Objective 1: Which people are named in the column on Hillcrest?
Objective 2: Can you reproduce the part of the column on Hillcrest that opens with "The wife, an" and closes with "of the city.", substituting "Cassie" for "Cassidy" wherever it occurs?

Published: July 03, 2008 11:59 am    print this story   email this story   comment on this story  

DELUCA: Gems can bring glitter to the bridal crown

By Michele Deluca
E-mail Michele

This past week, I stumbled across a sweet little corner of Niagara Falls that I had never seen before, an old brick-lined street off Buffalo Avenue called Hillcrest.

It doesn’t even really look like a street, but if you drive down it‘s ivy-sided lane, it has the feel of a prosperous, quaint nook in the village at Niagara-on- the-Lake.

Hillcrest probably isn’t a surprise to Falls residents. And surely, the residents in surrounding cities like Tonawanda and Lockport probably don’t care much that it exists, but they should.

Hillcrest feels like a little nugget of gemstone. If you’re mining desperately for it, like many folks are in this area, you should always know where they are hidden.

I was on the street because I had been invited to see a new bed and breakfast located at the end of it called the Hillcrest Inn. It’s an old mansion, purchased by a young couple who moved here recently from Japan.

The wife, an American woman, Cassidy Gillespie, whose mom and grandparents live in this area, and her husband, a Japanese man called Mitsunori Fukushima, spent three months renovating the place and have created and impressive, comfortable retreat that can surely be added to the city’s list of five-star places to stay. It certainly helped that Cassidy’s mom is an decorator from Niagara-on-the-Lake.

Although it doesn’t quite have the recreated aged and rich patina of a place like the new Barton Hill Hotel in Lewiston, it has the feel of a sophisticated and beloved old mansion. Perched on a hill with its backyard facing the Niagara River, it certainly adds a little bit more class to its corner of the city.

(Entries from a data collection)
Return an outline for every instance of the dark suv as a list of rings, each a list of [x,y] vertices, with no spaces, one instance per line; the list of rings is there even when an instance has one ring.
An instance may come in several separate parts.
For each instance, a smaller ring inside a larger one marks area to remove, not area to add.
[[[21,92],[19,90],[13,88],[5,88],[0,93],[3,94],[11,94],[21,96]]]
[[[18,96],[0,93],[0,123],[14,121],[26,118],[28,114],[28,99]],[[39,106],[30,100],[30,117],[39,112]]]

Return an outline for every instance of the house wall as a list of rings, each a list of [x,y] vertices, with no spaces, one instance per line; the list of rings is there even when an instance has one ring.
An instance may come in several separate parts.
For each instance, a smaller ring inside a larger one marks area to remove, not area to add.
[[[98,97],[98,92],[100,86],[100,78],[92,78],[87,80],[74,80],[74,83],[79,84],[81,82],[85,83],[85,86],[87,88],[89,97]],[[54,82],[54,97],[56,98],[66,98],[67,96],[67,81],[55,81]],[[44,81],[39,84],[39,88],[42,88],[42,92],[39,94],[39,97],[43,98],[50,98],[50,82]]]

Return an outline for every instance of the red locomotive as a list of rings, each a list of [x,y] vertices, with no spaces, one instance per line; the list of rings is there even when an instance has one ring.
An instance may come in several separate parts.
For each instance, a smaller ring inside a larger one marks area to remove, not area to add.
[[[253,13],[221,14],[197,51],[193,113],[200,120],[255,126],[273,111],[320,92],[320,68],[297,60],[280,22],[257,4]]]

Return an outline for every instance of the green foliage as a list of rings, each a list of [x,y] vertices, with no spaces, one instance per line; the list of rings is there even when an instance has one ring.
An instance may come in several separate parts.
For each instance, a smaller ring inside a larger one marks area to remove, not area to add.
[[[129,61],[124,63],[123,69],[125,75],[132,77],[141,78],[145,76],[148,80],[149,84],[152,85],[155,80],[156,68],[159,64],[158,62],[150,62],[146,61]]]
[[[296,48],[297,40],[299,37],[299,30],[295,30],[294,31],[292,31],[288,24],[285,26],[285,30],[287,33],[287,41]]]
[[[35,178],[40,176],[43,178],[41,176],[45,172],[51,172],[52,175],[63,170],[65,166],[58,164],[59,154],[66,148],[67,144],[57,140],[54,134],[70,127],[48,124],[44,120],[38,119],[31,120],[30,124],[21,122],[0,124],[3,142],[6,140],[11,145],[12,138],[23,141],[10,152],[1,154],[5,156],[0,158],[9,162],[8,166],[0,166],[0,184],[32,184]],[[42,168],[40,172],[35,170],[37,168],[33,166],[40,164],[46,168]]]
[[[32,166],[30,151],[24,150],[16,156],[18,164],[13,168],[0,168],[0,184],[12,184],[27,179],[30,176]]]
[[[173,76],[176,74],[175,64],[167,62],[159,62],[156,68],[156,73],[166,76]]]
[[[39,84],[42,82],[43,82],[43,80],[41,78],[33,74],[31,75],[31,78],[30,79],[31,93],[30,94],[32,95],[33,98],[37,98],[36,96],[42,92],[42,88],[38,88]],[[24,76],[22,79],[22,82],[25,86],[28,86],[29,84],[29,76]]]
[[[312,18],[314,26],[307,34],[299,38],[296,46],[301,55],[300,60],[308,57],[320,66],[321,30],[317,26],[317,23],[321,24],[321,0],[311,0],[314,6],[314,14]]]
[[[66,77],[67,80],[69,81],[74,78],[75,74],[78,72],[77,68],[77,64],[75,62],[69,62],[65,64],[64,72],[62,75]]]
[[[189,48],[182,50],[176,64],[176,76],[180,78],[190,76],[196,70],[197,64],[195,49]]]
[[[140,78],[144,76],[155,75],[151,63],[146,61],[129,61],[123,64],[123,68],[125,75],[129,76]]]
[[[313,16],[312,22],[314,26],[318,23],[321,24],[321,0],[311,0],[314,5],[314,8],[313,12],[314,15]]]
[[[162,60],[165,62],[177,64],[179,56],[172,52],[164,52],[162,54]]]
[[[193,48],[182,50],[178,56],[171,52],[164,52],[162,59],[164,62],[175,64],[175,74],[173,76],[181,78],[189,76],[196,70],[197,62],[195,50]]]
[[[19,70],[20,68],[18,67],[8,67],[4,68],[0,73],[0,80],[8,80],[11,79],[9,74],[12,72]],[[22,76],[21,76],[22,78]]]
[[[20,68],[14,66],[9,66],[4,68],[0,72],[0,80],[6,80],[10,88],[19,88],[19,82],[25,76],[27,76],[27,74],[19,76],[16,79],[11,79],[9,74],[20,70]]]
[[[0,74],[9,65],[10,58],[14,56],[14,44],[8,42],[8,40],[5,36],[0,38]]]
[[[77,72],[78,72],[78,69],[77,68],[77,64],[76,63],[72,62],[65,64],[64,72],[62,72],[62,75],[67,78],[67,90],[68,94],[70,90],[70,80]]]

Worked answer 1: Michele Deluca, Cassidy Gillespie, Mitsunori Fukushima

Worked answer 2:
The wife, an American woman, Cassie Gillespie, whose mom and grandparents live in this area, and her husband, a Japanese man called Mitsunori Fukushima, spent three months renovating the place and have created and impressive, comfortable retreat that can surely be added to the city’s list of five-star places to stay. It certainly helped that Cassie’s mom is an decorator from Niagara-on-the-Lake.

Although it doesn’t quite have the recreated aged and rich patina of a place like the new Barton Hill Hotel in Lewiston, it has the feel of a sophisticated and beloved old mansion. Perched on a hill with its backyard facing the Niagara River, it certainly adds a little bit more class to its corner of the city.